▸ **DOCUMENT PASSAGE**:
"""
Reflection

C3 allows both compile time and runtime reflection.

During compile time, some type information is available in the form of compile time constants associated with each type.

Runtime type information is also available by retrieving a typeid from a runtime object (such as from an object of type any via <runtime_obj>.type most commonly) and then comparing the properties of the returned runtime typeid against the corresponding properties (if any) of the compile time equivalent <type>.typeid. Note however that run time typeids currently have a much smaller set of available properties.

See the documentation about the any type for more information if you want or need runtime reflection. Such runtime info can be switched on or conditionally checked (e.g. via <runtime_obj>.type == <type>.typeid) to implement runtime polymorphism.

Compile time reflection in 0.7.x

During compile time there are many compile time fields that may be accessed using “dot notation” of the form <type>.<property>. That works for types, but in contrast when you want to retrieve type information about values or other expressions then try the $ functions instead.

For example, notice that <type>.sizeof and $sizeof(<value>) do not operate on the same kinds of entities. The former is for types whereas the later is for values.

They can nonetheless be used to achieve similar effects though. For example, the following assertions all pass:

$assert(short.sizeof == $sizeof((short)0));

short sh = 0;
$assert($sizeof(sh) == $typeof(sh).sizeof);

Type properties

Here are the property-like (“dot notation”) constants associated with each type:

• alignof
• associated
• elements
• extnameof
• inf
• inner
• kindof
• len
• max
• membersof
• methodsof
• min
• nan
• nameof
• names
• paramsof
• parentof
• qnameof
• returns
• sizeof
• typeid
• values

Many of these properties are very useful for writing generics macros and contracts.

alignof

Returns the alignment in bytes needed for the type.

struct Foo @align(8)
{
    int a;
}

uint a = Foo.alignof; // 8

associated

Only available for enums. Returns an array containing the types of associated values if any.

enum Foo : int (double d, String s)
{
    BAR { 1.0, "normal" },
    BAZ { 2.0, "exceptional" }
}
String s = Foo.associated[0].nameof; // "double"

inf

Only available for floating point types

Returns a representation of floating point “infinity”.

inner

This returns a typeid to an “inner” type. What this means is different for each type:

• Array -> the array base type.
"""
▸ **APPLY WHAT YOU READ**:
**A)** Name every $-prefixed function that appears in the code samples of the C3 reflection text.
**B)** In the records, take the part that opens with the line containing "</instance>" and closes with the line containing "125L256 225L304 275L247", and swap "rough mask" for "coarse mask". Return only those lines.

Stored data entries
"""
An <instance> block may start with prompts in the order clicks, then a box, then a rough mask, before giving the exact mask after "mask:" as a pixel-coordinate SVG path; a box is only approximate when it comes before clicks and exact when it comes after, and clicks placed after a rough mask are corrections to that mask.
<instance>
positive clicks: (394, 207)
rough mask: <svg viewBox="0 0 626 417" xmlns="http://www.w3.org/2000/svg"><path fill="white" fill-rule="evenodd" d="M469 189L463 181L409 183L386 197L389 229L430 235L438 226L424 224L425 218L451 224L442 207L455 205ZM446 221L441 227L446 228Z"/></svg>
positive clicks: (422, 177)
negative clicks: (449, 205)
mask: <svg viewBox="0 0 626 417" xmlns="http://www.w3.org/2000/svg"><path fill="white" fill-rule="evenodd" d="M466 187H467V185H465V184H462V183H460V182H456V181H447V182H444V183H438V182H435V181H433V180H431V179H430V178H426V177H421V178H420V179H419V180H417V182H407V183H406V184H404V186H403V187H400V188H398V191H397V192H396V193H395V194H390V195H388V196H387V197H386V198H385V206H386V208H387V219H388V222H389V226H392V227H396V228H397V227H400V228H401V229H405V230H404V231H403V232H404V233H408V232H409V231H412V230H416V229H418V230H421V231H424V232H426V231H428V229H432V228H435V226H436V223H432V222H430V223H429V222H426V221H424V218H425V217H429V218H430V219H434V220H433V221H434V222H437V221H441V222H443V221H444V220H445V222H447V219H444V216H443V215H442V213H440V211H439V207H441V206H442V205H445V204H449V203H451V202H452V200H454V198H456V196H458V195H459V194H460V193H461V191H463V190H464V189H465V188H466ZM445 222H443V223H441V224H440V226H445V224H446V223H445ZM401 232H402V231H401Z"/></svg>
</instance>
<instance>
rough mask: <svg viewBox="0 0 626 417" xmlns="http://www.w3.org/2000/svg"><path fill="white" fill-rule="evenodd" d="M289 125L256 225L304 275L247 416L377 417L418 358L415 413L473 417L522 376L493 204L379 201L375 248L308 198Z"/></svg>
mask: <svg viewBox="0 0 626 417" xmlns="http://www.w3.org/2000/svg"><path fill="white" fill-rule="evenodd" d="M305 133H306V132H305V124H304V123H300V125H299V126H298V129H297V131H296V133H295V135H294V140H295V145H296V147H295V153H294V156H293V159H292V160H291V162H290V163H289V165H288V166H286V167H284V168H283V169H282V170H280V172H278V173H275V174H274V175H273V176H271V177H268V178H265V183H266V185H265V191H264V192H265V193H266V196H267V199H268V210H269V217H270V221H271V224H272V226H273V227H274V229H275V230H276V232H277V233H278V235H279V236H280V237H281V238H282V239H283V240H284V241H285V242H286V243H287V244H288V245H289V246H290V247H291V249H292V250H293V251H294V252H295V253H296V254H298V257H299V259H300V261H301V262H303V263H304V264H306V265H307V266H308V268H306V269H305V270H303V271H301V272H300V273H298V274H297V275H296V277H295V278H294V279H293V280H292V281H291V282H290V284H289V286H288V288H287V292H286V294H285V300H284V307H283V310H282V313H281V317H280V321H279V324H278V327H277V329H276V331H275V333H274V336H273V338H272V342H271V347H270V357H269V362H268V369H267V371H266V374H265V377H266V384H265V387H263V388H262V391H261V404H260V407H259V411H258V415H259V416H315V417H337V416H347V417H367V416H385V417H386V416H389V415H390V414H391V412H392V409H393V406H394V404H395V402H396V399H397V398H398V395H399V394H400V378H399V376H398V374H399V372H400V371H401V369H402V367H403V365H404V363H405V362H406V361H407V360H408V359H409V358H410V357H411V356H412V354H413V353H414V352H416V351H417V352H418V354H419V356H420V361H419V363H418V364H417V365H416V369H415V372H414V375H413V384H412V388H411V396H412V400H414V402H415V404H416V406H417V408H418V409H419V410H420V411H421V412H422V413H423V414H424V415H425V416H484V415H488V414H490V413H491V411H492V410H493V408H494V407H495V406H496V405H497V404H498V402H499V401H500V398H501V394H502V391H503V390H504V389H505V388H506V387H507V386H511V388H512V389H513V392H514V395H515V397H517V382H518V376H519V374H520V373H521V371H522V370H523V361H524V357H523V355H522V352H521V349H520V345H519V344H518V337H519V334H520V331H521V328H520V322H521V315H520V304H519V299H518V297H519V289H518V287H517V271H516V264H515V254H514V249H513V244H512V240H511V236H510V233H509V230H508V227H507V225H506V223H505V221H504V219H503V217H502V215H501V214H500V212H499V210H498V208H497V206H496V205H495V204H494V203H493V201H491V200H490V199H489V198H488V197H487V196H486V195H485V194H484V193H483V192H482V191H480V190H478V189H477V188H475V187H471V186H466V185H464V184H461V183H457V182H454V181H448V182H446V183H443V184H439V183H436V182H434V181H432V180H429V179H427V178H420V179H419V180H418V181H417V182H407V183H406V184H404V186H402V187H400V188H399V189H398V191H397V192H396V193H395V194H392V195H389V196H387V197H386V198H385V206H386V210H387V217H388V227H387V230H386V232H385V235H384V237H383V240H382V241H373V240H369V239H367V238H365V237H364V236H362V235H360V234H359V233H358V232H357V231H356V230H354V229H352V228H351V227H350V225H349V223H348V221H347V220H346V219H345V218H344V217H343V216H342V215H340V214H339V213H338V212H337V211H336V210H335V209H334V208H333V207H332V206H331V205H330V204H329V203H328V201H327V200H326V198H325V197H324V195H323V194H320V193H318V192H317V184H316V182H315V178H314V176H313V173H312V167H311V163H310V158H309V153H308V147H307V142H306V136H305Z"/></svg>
"""
▸ **SOLUTIONS**:
**A)** $assert, $sizeof, $typeof

**B)**
</instance>
<instance>
coarse mask: <svg viewBox="0 0 626 417" xmlns="http://www.w3.org/2000/svg"><path fill="white" fill-rule="evenodd" d="M289 125L256 225L304 275L247 416L377 417L418 358L415 413L473 417L522 376L493 204L379 201L375 248L308 198Z"/></svg>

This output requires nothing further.